──────── Exercise text

This topic isn't necessarily specific to the issue of having two kids under two, but it seems to keep coming up and I really believe that I must address it. I'm pretty sure I can bring it around to the two under two issue, here...
If you're pregnant, and your right-around-one year old has been happily cruising around, eating his body weight in food every day like some sort of deranged hummingbird, are you in for a surprise when the baby comes! Because, you see, nature has a sense of humor. Nature is not to be messed with. It will get you. In fact, nature is probably trying to kill you right now... but in the meantime it wants to have a good laugh at your expense.
Enter the new baby. Your old baby is going to go through a host of rapid lifestyle changes, which will include (but not be limited to) not being the center of the universe anymore. Right around the same time, his little metabolism is going to take a serious nosedive, and he will stop eating.
If you are like me, and if you keep coming back I assume that you are at least a little bit like me, otherwise you wouldn't "get" me at all... you will blame yourself for this new development and become convinced that you have ruined his little life by having another baby, and that he has gone all Gandhi on you and will hunger-strike himself to death.

────────────────
──────── Information shown

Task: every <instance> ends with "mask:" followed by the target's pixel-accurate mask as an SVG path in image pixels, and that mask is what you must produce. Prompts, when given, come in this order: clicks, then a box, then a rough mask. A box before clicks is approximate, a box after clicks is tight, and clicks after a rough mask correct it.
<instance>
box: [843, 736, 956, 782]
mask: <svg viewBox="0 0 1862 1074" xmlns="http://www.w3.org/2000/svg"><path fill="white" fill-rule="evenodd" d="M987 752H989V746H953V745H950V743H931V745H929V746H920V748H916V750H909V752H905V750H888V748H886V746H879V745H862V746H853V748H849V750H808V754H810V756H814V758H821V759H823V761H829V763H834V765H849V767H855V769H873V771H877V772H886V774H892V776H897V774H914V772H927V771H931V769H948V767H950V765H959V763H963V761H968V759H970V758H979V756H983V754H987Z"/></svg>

────────────────

> What you will do
[A] Answer these from the text on having two kids under two:
(i) What creature is the eating of the one-year-old compared to?
(ii) What is the older child's metabolism going to do when the new baby arrives?
(iii) Whom does the parent imagine the child has "gone all" like, by hunger-striking?
[B] From the text on having two kids under two, copy the passage from "This topic isn't" to "two issue, here...".
[C] Carry on the text about having two kids under two, starting after its final sentence.

> Task results
[A]
(i) Some sort of deranged hummingbird.
(ii) It is going to take a serious nosedive, and he will stop eating.
(iii) Gandhi.

[B]
This topic isn't necessarily specific to the issue of having two kids under two, but it seems to keep coming up and I really believe that I must address it. I'm pretty sure I can bring it around to the two under two issue, here...

[C]
I know. I have been there. And let me tell you, Sister, all those post-partum hormones don't do you a bit of good when it comes to the guilt.
Which brings me back around to my actual point, which is so crucial to all parental happiness everywhere that I don't feel the slightest bit silly about putting it in bold text:
People, we need to Let It Go when it comes to our kids and food.
"Amy," I hear you say, "that's easy for you to say. Mary Grace thinks that tomatoes are a snack food."
Yes, I am blessed with two good eaters, but I'll tell you this. I think if you have a picky eater, you need to Let It Go Even More when it comes to your picky kid and food.
Let me back up and qualify this with the following self-reflective explanations. I have thought long and hard about food because I have a totally unhealthy relationship with it, myself. This unhealthy relationship has absolutely nothing to do with anything that my mother, father, or any other well meaning relative has ever said or done to me, so just relax. However, I am a really good cook, I come from a really long line of really good cooks, and I like food. A lot. And food likes me. And we are very fat and happy together.
I like fattening things, too, like chocolate and butter and cream cheese and every other cheese. I would vote for Ben and Jerry if they ran for president. I have had creme brulee that was more moan inducing than, well, this is a family blog, but you get the idea. If I were any more passionate about food, I'd be Italian.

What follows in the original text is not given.